▶ _DIRECTIONS FOR THIS TASK_: Render each line of the listing below as a numbered list, skipping blank lines and leaving the pictures out.

▶ _MATERIAL PROVIDED_:
= = = = = = =
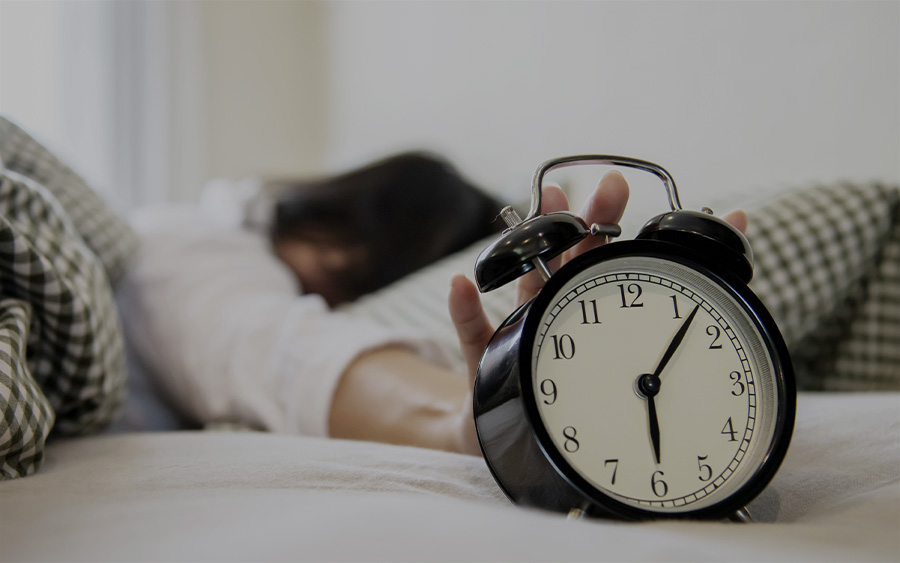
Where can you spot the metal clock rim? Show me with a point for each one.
(786, 408)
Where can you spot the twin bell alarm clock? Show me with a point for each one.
(645, 379)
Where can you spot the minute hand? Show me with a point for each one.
(676, 341)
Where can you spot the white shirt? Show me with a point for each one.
(220, 324)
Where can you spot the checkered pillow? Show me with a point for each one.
(827, 267)
(106, 234)
(61, 350)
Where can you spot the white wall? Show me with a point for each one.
(726, 95)
(729, 96)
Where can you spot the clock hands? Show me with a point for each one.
(676, 341)
(649, 384)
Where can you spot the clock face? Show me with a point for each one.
(653, 385)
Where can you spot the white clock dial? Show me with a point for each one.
(708, 428)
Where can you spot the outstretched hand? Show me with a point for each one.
(605, 206)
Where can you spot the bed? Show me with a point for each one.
(157, 487)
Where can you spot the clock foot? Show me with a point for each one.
(575, 514)
(741, 515)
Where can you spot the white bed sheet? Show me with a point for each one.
(244, 496)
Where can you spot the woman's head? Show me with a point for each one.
(355, 233)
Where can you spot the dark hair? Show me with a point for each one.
(407, 210)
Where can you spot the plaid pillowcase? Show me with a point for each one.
(828, 269)
(55, 303)
(106, 234)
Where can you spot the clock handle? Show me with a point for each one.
(565, 161)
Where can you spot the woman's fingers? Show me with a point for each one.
(472, 325)
(605, 206)
(552, 199)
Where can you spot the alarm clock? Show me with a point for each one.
(645, 379)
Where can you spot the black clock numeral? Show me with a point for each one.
(571, 444)
(563, 347)
(715, 332)
(660, 488)
(633, 289)
(548, 389)
(704, 468)
(736, 378)
(728, 430)
(615, 463)
(675, 305)
(589, 314)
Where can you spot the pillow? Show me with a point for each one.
(826, 267)
(105, 233)
(61, 351)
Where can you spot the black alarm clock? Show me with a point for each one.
(645, 379)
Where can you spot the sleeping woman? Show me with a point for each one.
(227, 337)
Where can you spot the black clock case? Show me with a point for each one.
(517, 448)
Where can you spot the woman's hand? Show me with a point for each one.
(392, 395)
(605, 206)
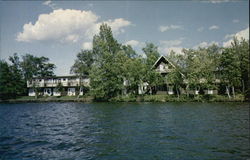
= = = = = = =
▶ _FINISHED EXERCISE_:
1. Where can you spot the metal clock rim? Show me with a point for each one.
2. (786, 408)
3. Where can you spot the twin bell alarm clock? Show me with a point for each one.
4. (645, 379)
5. Where can you spot the minute hand? Show me with a point for each one.
6. (676, 341)
7. Where can you spot the white shirt? Show me with a point for each one.
8. (220, 324)
9. Where can you spot the checkered pillow? Show me with a point for each one.
10. (827, 267)
11. (106, 234)
12. (61, 350)
13. Where can you spot the white wall? Show me with a point for each one.
14. (726, 95)
15. (729, 96)
16. Where can you spot the clock hands? Show me with a point for each one.
17. (676, 341)
18. (649, 384)
19. Where can you spot the clock face? Show me with a point for each one.
20. (653, 385)
21. Where can you spot the white clock dial? Show me with a point for each one.
22. (708, 428)
23. Where can you spot the outstretched hand? Show me with a point for each one.
24. (605, 206)
25. Where can you spot the bed? Show me with a point for each one.
26. (157, 487)
27. Where can you spot the clock foot? Show me with a point for each one.
28. (575, 514)
29. (741, 515)
30. Where can you spot the white bed sheet? Show me with a point for each one.
31. (244, 496)
32. Where can you spot the woman's head? Show me with a point for each one.
33. (355, 233)
34. Where can you spot the dark hair? Show me with a point for each one.
35. (407, 210)
36. Where can you spot the plaid pillowcase? Show me with a point for each one.
37. (828, 269)
38. (55, 303)
39. (106, 234)
40. Where can you spot the clock handle? Show me with a point for each one.
41. (565, 161)
42. Where can you spot the woman's fingers? Show me with a point for each one.
43. (472, 325)
44. (605, 206)
45. (552, 199)
46. Where can you spot the alarm clock? Show me with a point for each one.
47. (645, 379)
48. Where can you spot the black clock numeral? Show me with a point for each one.
49. (571, 444)
50. (563, 347)
51. (715, 332)
52. (660, 488)
53. (633, 289)
54. (548, 389)
55. (704, 468)
56. (736, 378)
57. (728, 430)
58. (615, 463)
59. (675, 305)
60. (589, 314)
61. Where can you spot the pillow? Show me with a point for each one.
62. (826, 267)
63. (105, 233)
64. (61, 351)
65. Where can you spot the black alarm clock? Show me with a point for each one.
66. (645, 379)
67. Where can you spot the sleeping woman? Show me with a point for each one.
68. (227, 337)
69. Where can you spot the black clock case? Show me with a point for each one.
70. (517, 448)
71. Where can you spot the woman's hand? Show me with a point for each one.
72. (392, 395)
73. (605, 206)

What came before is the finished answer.